(EXCERPTED PASSAGE)
____

Oh, if pre-installing several versions is an option, then what Andreas suggested looks perfect to me.
For our Ubuntu 24.04 runners, we are getting the warning Received request to deprovision: The request was cancelled by the remote provider.
followed by a cancellation of the run when it passes more than 4 minutes. Here is an example run.
I believe it started yesterday/today, and nothing noteworthy has really changed in our repository in the past couple of days.
Perhaps related to #7897.
I'm also getting Received request to deprovision: The request was cancelled by the remote provider
on Ubuntu 24.04 jobs after 4:10 seconds.
Sometimes it's failing at 4:10 but without the deprovision message and just The hosted runner encountered an error while running your job. (Error Type: Failure).
Example without deprovision message
I think there might be something resourcey going on as I've managed to get the job to run a couple of times when giving it less to do or running with less threads.
I am seeing another issue from azure ubuntu-latest build agent when I am building my python code from python 3.11.9 source using ubuntu 24.04 as base image.
22.30 ERROR: THESE PACKAGES DO NOT MATCH THE HASHES FROM THE REQUIREMENTS FILE. If you have updated the package versions, please update the hashes. Otherwise, examine the package contents carefully; someone may have tampered with them. 22.30 unknown package: 22.30 Expected sha256 xxxxx 22.30 Got yyyyy
I am not posting actual values but in my case during build. I am making python 3.11.9 as alternate install as ubuntu 24.04 by default supports only 3.12.
I wasn't seeing this issue with 20.04 which were my previous ubuntu and azure build agent versions. This is happening frequently but it's not consistent. Re-triggering the build will work.
Any idea what may be going on here ?
Regarding
Received request to deprovision: The request was cancelled by the remote provider
In our case, this happens when running multiple builds for multiple architectures in parallel, where APT packages are installed and upgraded within a QEMU-emulated container. To me it looks like the above warning appears for those jobs, which are currently printing/doing the
Calculating upgrade...
of APT, while installing build dependencies and upgrading the container image within the same call (apt-get dist-upgrade package1 package2 ...
). All other currently running jobs of the same workflow run are then cancelled as well, no matter what they are currently doing, producing the
The hosted runner encountered an error while running your job. (Error Type: Failure).
error instead.
Surely APT calculating upgrades is CPU-intense already, probably additionally with the new APT resolver, and multiplied when being QEMU-emulated. Quite an argument for the native ARM runners, which will reduce load over hosted GitHub runners massively, once users adopt. We will ASAP 🙂.
However, the same stuff worked and works well on Ubuntu 22.04 runners, and of course a proper reaction would be to limit CPU utilisation of the runner, instead of just killing it. RAM usage btw, as indicated in one of the older linked issues, is likely not the reason, since this produces different runner-side error messages, usually just crashing whichever RAM-intense step/command currently runs and/or OOM kills, but all transparent in logs.

____

(ENTRIES SHOWN)
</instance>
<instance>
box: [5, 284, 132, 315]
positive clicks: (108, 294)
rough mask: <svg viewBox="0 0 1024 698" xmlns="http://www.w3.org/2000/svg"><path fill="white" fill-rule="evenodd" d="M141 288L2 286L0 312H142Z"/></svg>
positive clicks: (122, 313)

____

(PROMPT) Pick up the thread on Ubuntu 24.04 runner cancellations after its final sentence and write what comes next.

(RESPONSE AREA)
This, unless the VM host itself runs out of RAM. Proper reaction then would be to reduce the runners assigned RAM, or the amount of available runners. Or upgrade host hardware, of course 🙂.
EDIT: Now faced the same when checking a larger number of shell scripts with shellcheck
, without any emulation.
I am seeing the same problem as @MichaIng but it only started showing up in the last day or so. Reverting to 22.04 for now until this is fixed.
UPDATE: This now seems to be affecting ubuntu-22.04 runners too. Wondering if there is a larger issue with GitHub hosted runners.
For our Ubuntu 24.04 runners, we are getting the warning
Received request to deprovision: The request was cancelled by the remote provider.
followed by a cancellation of the run when it passes more than 4 minutes. Here is an example run.I believe it started yesterday/today, and nothing noteworthy has really changed in our repository in the past couple of days.
Perhaps related to #7897.
Our runners now seems to be okay.
I am a maintainer of ORAS project. Will ORAS CLI still be reserved in Ubuntu 24.04 GA runner machine?
@mikhailkoliada, Swift just added 24.04 support for the latest patch release, would be good to add that to this image. Unless you meant something else by "maintenance reasons" above, other than there not being official 24.04 builds till now?
![Uploading fotor_1718323087600.png…]()
@mikhailkoliada
It would be great to see Firefox and Edge browsers added to the Ubuntu 24.04 beta > Browsers and Drivers section.
Is there any timeline available for this addition? I'm assuming that they are planned for the GA release of the runner in any case. Hopefully that is true?!
Will this image be available on the ARM64 runners?
Edit: thanks! https://github.blog/changelog/2024-06-24-github-actions-ubuntu-24-04-image-now-available-for-arm64-runners
thx
I've found that Ubuntu 24.04 image is not working for Azure DevOps self-hosted VMSS: https://github.com/actions/runner-images/issues/10122
gradle still failing with exit code 134:
https://github.com/esaulpaugh/headlong-cli/actions/runs/9684527870/job/26722612613
Tried upgrading but Firefox is missing. E.g. when using QUnit and Testem.
Launcher headless firefox not found. Not installed?
https://github.com/Krinkle/node-colorfactory/actions/runs/9734886433/job/26863453598
Working around by switching back to the Ubuntu 20 image for now.
Thanks
Breaking changes
Ubuntu 24.04 is now available for all GitHub Actions and Azure DevOps users. You can use the ubuntu 24.04 image label in your YAML to select this image.
GitHub Actions
Azure DevOps
The image is marked as "beta" for now. It means some software can be unstable on the new platform. Also, there could be queueing issues as the capacity will be balanced only throughout the next weeks. Please report any problems with the new image to this repository.